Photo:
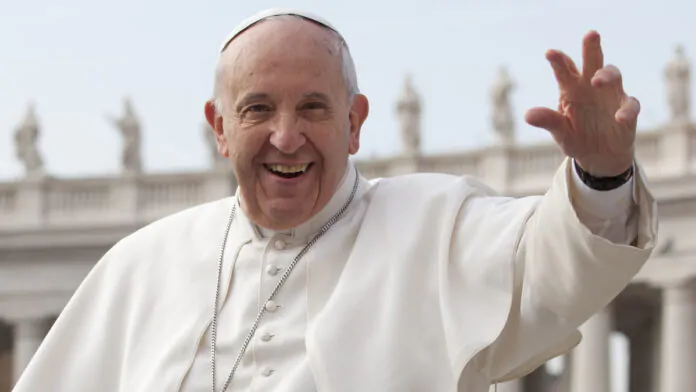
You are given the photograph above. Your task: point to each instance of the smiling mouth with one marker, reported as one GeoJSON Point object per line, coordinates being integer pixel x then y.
{"type": "Point", "coordinates": [288, 171]}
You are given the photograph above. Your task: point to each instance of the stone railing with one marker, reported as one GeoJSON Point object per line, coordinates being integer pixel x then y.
{"type": "Point", "coordinates": [668, 153]}
{"type": "Point", "coordinates": [51, 202]}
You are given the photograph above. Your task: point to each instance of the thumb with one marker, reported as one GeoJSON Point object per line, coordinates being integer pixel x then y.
{"type": "Point", "coordinates": [554, 122]}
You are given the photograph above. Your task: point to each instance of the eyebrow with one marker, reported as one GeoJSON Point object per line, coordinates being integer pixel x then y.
{"type": "Point", "coordinates": [317, 95]}
{"type": "Point", "coordinates": [251, 97]}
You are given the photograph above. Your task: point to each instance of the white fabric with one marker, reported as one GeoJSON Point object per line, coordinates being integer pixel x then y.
{"type": "Point", "coordinates": [250, 21]}
{"type": "Point", "coordinates": [427, 283]}
{"type": "Point", "coordinates": [280, 364]}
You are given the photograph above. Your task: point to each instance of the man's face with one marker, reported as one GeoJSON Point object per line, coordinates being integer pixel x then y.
{"type": "Point", "coordinates": [287, 123]}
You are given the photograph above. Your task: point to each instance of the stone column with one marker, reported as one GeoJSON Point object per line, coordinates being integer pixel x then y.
{"type": "Point", "coordinates": [591, 358]}
{"type": "Point", "coordinates": [678, 371]}
{"type": "Point", "coordinates": [510, 386]}
{"type": "Point", "coordinates": [28, 335]}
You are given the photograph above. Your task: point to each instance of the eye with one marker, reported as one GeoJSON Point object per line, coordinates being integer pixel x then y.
{"type": "Point", "coordinates": [313, 106]}
{"type": "Point", "coordinates": [258, 108]}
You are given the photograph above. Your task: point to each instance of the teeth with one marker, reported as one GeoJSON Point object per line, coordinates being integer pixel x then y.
{"type": "Point", "coordinates": [289, 169]}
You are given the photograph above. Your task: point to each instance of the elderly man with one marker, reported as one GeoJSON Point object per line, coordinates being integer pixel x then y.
{"type": "Point", "coordinates": [312, 278]}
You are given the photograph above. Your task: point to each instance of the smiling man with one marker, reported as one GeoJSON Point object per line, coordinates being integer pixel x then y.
{"type": "Point", "coordinates": [311, 278]}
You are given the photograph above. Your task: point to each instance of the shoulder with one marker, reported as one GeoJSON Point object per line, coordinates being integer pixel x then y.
{"type": "Point", "coordinates": [429, 185]}
{"type": "Point", "coordinates": [467, 197]}
{"type": "Point", "coordinates": [166, 235]}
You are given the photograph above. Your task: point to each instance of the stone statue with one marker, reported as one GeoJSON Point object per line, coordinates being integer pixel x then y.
{"type": "Point", "coordinates": [218, 161]}
{"type": "Point", "coordinates": [409, 111]}
{"type": "Point", "coordinates": [502, 117]}
{"type": "Point", "coordinates": [26, 144]}
{"type": "Point", "coordinates": [677, 76]}
{"type": "Point", "coordinates": [129, 126]}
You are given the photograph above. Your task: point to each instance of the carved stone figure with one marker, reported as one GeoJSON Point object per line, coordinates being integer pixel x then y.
{"type": "Point", "coordinates": [129, 126]}
{"type": "Point", "coordinates": [217, 160]}
{"type": "Point", "coordinates": [677, 77]}
{"type": "Point", "coordinates": [502, 117]}
{"type": "Point", "coordinates": [409, 111]}
{"type": "Point", "coordinates": [26, 144]}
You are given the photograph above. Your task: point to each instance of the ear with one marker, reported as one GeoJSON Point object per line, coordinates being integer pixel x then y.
{"type": "Point", "coordinates": [358, 114]}
{"type": "Point", "coordinates": [215, 121]}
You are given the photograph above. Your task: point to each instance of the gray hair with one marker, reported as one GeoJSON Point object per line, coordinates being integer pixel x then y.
{"type": "Point", "coordinates": [350, 76]}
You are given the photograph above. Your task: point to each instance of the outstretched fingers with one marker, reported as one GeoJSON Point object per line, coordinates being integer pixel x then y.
{"type": "Point", "coordinates": [592, 56]}
{"type": "Point", "coordinates": [551, 120]}
{"type": "Point", "coordinates": [563, 68]}
{"type": "Point", "coordinates": [609, 76]}
{"type": "Point", "coordinates": [628, 112]}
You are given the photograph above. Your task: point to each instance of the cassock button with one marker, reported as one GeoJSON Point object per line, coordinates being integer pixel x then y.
{"type": "Point", "coordinates": [272, 270]}
{"type": "Point", "coordinates": [271, 306]}
{"type": "Point", "coordinates": [280, 244]}
{"type": "Point", "coordinates": [267, 337]}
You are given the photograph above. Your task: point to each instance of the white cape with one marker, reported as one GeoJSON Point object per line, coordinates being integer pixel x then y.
{"type": "Point", "coordinates": [443, 289]}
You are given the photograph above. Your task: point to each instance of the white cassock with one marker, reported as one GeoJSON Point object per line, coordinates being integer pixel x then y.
{"type": "Point", "coordinates": [427, 283]}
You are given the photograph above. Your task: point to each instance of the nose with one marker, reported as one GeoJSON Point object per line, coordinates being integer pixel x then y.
{"type": "Point", "coordinates": [287, 136]}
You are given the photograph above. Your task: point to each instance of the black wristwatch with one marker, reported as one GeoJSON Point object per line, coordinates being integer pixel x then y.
{"type": "Point", "coordinates": [603, 183]}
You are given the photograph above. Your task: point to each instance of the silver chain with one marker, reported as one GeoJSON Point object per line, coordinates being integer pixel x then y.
{"type": "Point", "coordinates": [281, 282]}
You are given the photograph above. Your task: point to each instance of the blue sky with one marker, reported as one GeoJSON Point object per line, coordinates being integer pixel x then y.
{"type": "Point", "coordinates": [77, 59]}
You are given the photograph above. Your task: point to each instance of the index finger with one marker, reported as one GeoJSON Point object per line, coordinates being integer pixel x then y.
{"type": "Point", "coordinates": [592, 56]}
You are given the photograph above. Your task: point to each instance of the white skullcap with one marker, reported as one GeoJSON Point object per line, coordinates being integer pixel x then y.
{"type": "Point", "coordinates": [250, 21]}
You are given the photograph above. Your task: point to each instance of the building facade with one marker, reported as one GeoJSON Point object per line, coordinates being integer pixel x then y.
{"type": "Point", "coordinates": [53, 230]}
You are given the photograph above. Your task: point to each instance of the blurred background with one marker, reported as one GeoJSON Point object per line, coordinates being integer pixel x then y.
{"type": "Point", "coordinates": [448, 82]}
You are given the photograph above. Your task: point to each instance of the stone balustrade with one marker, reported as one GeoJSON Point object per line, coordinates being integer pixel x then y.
{"type": "Point", "coordinates": [132, 199]}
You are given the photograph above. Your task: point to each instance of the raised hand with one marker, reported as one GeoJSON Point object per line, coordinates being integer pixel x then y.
{"type": "Point", "coordinates": [596, 121]}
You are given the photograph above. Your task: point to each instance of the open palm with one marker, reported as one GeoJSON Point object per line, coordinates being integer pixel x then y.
{"type": "Point", "coordinates": [596, 121]}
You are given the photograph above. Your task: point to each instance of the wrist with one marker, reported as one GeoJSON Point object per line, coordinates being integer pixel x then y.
{"type": "Point", "coordinates": [603, 183]}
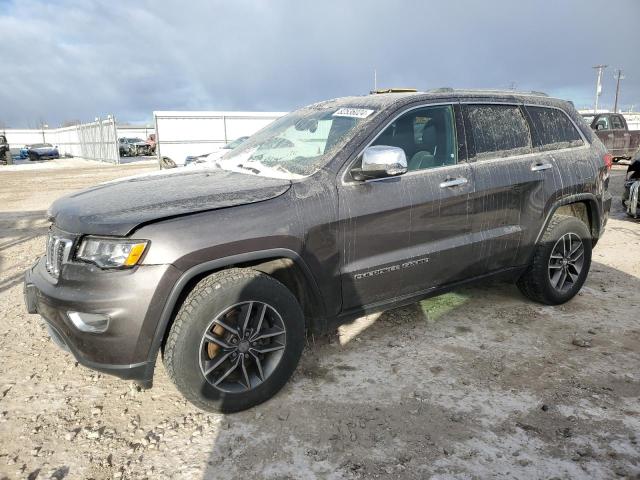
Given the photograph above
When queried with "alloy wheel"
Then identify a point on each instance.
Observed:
(566, 262)
(242, 346)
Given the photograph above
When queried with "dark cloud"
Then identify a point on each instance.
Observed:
(71, 59)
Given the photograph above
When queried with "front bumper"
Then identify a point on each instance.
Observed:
(133, 299)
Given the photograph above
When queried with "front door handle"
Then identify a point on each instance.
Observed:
(454, 182)
(538, 167)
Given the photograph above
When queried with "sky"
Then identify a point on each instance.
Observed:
(69, 60)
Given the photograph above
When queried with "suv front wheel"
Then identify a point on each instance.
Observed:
(560, 263)
(235, 342)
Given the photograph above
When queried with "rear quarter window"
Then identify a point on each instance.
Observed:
(554, 129)
(498, 131)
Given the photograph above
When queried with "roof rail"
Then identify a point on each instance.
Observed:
(488, 90)
(392, 90)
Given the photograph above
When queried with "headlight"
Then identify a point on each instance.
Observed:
(111, 252)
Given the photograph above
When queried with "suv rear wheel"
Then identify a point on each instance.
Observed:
(235, 342)
(560, 263)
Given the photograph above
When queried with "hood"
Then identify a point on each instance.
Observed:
(117, 207)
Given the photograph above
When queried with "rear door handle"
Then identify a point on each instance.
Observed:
(454, 182)
(538, 167)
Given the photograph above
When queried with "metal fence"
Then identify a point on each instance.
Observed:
(99, 140)
(96, 140)
(179, 134)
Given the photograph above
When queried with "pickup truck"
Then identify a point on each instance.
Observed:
(612, 130)
(5, 154)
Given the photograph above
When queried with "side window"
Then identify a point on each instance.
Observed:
(602, 123)
(427, 136)
(498, 130)
(553, 128)
(616, 123)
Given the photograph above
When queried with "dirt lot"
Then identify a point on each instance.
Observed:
(478, 383)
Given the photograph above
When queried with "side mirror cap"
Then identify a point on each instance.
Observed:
(381, 161)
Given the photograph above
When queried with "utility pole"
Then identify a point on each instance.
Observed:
(618, 77)
(600, 68)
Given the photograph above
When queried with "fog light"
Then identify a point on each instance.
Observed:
(89, 322)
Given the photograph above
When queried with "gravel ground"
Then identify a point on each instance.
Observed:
(477, 383)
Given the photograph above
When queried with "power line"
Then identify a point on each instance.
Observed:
(619, 76)
(600, 68)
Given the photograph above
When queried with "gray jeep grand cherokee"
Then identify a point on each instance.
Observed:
(340, 208)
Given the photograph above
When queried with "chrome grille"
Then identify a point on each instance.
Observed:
(58, 249)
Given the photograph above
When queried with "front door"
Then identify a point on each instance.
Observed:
(375, 224)
(406, 234)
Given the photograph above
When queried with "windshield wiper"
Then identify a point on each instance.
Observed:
(251, 169)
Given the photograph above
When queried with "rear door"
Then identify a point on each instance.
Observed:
(513, 183)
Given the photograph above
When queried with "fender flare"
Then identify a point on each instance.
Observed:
(217, 264)
(596, 214)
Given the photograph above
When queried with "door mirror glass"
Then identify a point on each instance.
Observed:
(380, 161)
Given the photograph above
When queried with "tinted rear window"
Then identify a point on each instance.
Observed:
(498, 130)
(553, 128)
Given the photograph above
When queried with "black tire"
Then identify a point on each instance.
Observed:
(212, 296)
(536, 283)
(166, 162)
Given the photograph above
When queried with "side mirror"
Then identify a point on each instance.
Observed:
(381, 161)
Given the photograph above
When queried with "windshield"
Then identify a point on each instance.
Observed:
(235, 143)
(298, 144)
(588, 119)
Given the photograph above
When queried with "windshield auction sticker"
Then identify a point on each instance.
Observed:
(353, 112)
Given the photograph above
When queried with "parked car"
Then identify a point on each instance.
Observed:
(630, 195)
(5, 152)
(213, 156)
(132, 147)
(345, 207)
(612, 130)
(151, 141)
(24, 152)
(41, 151)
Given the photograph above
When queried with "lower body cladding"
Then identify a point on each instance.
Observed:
(106, 319)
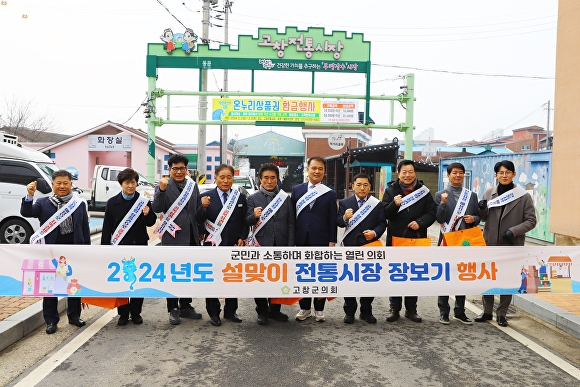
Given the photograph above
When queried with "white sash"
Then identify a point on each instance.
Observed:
(56, 219)
(458, 213)
(128, 220)
(360, 215)
(414, 197)
(215, 229)
(508, 197)
(267, 214)
(310, 196)
(166, 222)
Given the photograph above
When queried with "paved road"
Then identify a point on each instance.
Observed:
(299, 354)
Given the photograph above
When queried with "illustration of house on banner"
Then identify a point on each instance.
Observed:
(560, 274)
(38, 277)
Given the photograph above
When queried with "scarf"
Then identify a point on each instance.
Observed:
(66, 226)
(269, 194)
(407, 189)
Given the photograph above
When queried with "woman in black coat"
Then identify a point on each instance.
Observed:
(117, 207)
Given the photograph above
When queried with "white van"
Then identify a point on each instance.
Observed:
(105, 185)
(18, 167)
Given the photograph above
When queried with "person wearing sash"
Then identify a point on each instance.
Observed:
(408, 216)
(456, 210)
(181, 230)
(232, 230)
(114, 232)
(363, 216)
(316, 210)
(271, 213)
(71, 230)
(508, 212)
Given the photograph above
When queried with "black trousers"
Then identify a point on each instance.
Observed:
(366, 307)
(264, 306)
(213, 306)
(134, 307)
(397, 302)
(50, 309)
(173, 303)
(444, 308)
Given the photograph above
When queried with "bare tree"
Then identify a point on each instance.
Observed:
(24, 119)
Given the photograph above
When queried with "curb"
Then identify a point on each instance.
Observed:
(22, 323)
(560, 318)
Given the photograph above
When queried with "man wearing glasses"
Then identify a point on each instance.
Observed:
(363, 215)
(166, 194)
(508, 212)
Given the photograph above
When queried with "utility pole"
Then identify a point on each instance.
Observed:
(548, 142)
(224, 128)
(201, 134)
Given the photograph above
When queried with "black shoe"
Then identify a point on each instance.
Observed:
(50, 328)
(483, 317)
(233, 317)
(174, 317)
(278, 316)
(368, 318)
(189, 312)
(79, 322)
(502, 321)
(263, 319)
(215, 321)
(463, 318)
(393, 315)
(413, 316)
(123, 320)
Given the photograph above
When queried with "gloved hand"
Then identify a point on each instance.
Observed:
(508, 235)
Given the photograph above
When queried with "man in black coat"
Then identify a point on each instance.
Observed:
(73, 230)
(368, 229)
(410, 220)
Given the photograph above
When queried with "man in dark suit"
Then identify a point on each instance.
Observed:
(365, 229)
(73, 230)
(277, 231)
(232, 233)
(411, 221)
(165, 195)
(445, 202)
(315, 223)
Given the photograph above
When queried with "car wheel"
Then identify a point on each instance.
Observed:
(15, 231)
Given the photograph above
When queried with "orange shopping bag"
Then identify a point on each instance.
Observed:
(468, 237)
(403, 241)
(105, 302)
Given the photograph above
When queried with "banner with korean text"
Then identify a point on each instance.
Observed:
(147, 271)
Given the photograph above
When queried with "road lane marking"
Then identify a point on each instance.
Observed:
(543, 352)
(42, 371)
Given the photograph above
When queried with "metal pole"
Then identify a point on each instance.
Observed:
(224, 128)
(201, 135)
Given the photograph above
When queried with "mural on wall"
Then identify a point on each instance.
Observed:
(532, 173)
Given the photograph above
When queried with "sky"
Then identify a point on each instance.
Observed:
(478, 66)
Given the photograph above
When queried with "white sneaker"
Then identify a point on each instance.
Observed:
(320, 316)
(303, 314)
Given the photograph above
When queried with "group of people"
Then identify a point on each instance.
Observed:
(307, 217)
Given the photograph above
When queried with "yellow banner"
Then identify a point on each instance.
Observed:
(242, 109)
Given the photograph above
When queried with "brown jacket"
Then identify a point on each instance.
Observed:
(518, 216)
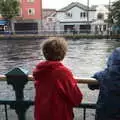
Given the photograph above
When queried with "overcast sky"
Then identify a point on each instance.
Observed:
(58, 4)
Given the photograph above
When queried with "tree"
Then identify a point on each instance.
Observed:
(9, 9)
(114, 14)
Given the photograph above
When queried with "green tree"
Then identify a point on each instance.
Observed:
(9, 9)
(114, 15)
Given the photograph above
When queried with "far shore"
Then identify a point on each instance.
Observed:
(44, 36)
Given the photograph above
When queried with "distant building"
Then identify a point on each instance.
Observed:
(78, 18)
(49, 20)
(29, 18)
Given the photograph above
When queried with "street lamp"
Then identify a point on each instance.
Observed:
(88, 15)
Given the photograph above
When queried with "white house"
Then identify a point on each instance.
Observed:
(78, 18)
(75, 17)
(99, 26)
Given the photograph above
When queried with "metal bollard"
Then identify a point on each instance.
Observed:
(18, 78)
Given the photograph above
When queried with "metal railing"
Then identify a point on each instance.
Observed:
(18, 78)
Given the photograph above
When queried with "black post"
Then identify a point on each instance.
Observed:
(88, 29)
(18, 78)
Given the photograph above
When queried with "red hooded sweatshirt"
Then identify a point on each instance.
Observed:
(56, 92)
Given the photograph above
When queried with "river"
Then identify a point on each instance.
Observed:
(84, 58)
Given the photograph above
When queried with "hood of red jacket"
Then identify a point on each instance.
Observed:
(43, 69)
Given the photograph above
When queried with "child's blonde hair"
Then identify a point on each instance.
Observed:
(54, 49)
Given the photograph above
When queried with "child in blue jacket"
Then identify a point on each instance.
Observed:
(108, 103)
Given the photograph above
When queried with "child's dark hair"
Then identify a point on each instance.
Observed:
(54, 49)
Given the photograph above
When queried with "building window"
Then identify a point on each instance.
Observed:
(100, 16)
(20, 12)
(83, 14)
(31, 1)
(31, 11)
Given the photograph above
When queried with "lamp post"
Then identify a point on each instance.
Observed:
(88, 16)
(109, 29)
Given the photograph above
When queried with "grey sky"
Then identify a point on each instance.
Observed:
(58, 4)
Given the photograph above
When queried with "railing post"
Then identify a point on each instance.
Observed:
(18, 78)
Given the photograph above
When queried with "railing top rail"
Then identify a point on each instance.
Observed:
(80, 80)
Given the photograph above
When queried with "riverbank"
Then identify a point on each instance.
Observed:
(43, 36)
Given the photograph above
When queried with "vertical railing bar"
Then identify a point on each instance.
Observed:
(84, 113)
(6, 114)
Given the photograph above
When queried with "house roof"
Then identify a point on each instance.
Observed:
(95, 6)
(73, 4)
(48, 12)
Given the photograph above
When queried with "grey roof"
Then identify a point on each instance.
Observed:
(73, 4)
(93, 7)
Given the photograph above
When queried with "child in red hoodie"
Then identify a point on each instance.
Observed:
(56, 89)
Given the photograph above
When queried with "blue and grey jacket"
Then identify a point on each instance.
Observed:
(108, 104)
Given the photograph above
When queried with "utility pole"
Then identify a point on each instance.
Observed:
(88, 16)
(109, 29)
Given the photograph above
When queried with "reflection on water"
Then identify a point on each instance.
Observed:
(84, 56)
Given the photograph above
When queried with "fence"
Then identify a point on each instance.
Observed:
(18, 78)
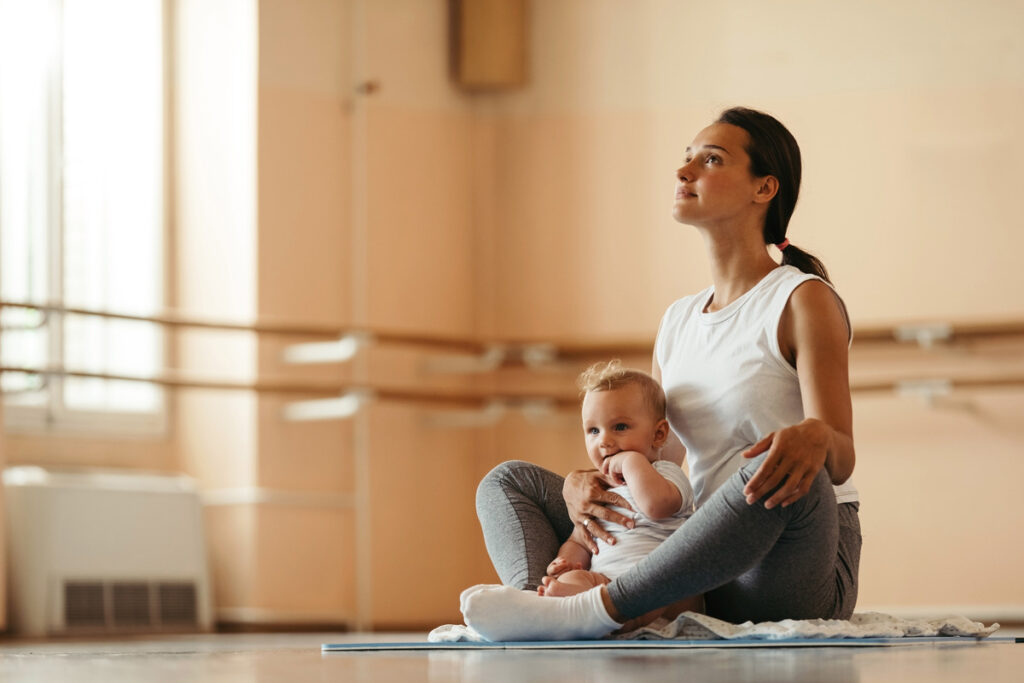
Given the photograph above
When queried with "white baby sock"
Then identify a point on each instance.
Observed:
(506, 613)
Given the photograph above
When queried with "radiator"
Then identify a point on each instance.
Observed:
(97, 552)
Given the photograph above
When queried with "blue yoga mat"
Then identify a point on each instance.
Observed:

What this task involves ->
For every line above that holds the word "roof", report the whole line.

Result for this exercise ->
When queried with "roof rail"
When queried with "house roof"
When queried with "grey roof"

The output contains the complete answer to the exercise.